(Passage for review Opens)

The final UK showdown. Prime minister David Cameron faces his main opponent, Labour Party leader Ed Miliband, in the fourth and final debate (paywall) before the May 7 election. Recent polls suggest Cameron has a slight lead with 35% of the vote; Miliband is just three points behind.

Elon Musk unveils two gigantic batteries. Tesla has already let the cat out of of the bag: the company will sell one battery that can power homes and another “utility-scale” battery for companies.

Will the Bank of Japan push the stimulus button? Inflation is expected to come in below the country’s target of 2%. The central bank has indicated that it will back off and hope for the best, though “Abenomics” boosters are urging additional measures.

NASA crashes a spaceship into Mercury. The Messenger spacecraft was supposed to circle Mercury for one year gathering data, but NASA extended its mission by three years. It’s now running out of fuel after 11 years in service, and projections show it should smash into the planet today.

Earnings. Companies set to open the books include: Air France, Airbus, BNP Paribas, Coca-Cola, Colgate-Palmolive, ConocoPhillips, Expedia, Exxon Mobil, LinkedIn, Royal Dutch Shell, Sony, STMicroelectronics, Viacom, and Visa.

While you were sleeping

A socialist US senator is running for president. Independent Vermont senator Bernie Sanders calls himself a “democratic socialist,” and could appeal to those on the progressive left who believe Hillary Clinton is too moderate. Sanders supports universal healthcare, and has also championed income equality and higher taxes on the rich.

Ben Bernanke scored another job. The former Federal Reserve chairman became an consultant for bond giant Pimco, where he will “contribute his economic expertise to the firm’s investment process.” He has also taken a job with the hedge fund Citadel.

Salesforce is considering a buyout offer. The cloud-based business software firm is working with bankers as it weighs a takeover bid from an unnamed suitor, according to Bloomberg. Microsoft and Oracle are among the potential acquirers, in what would be one of the biggest software deals ever.

(Passage for review Closes)
(Source data Opens)

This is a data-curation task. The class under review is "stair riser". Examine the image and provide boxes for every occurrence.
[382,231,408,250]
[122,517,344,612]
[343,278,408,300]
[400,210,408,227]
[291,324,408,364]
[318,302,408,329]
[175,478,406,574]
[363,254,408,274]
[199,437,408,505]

(Source data Closes)

_Problem to solve_
Retype the stretch of the news briefing from "While you were" through "taxes on the rich.". Draw only on the news briefing, not on the records.

_Response area_
While you were sleeping

A socialist US senator is running for president. Independent Vermont senator Bernie Sanders calls himself a “democratic socialist,” and could appeal to those on the progressive left who believe Hillary Clinton is too moderate. Sanders supports universal healthcare, and has also championed income equality and higher taxes on the rich.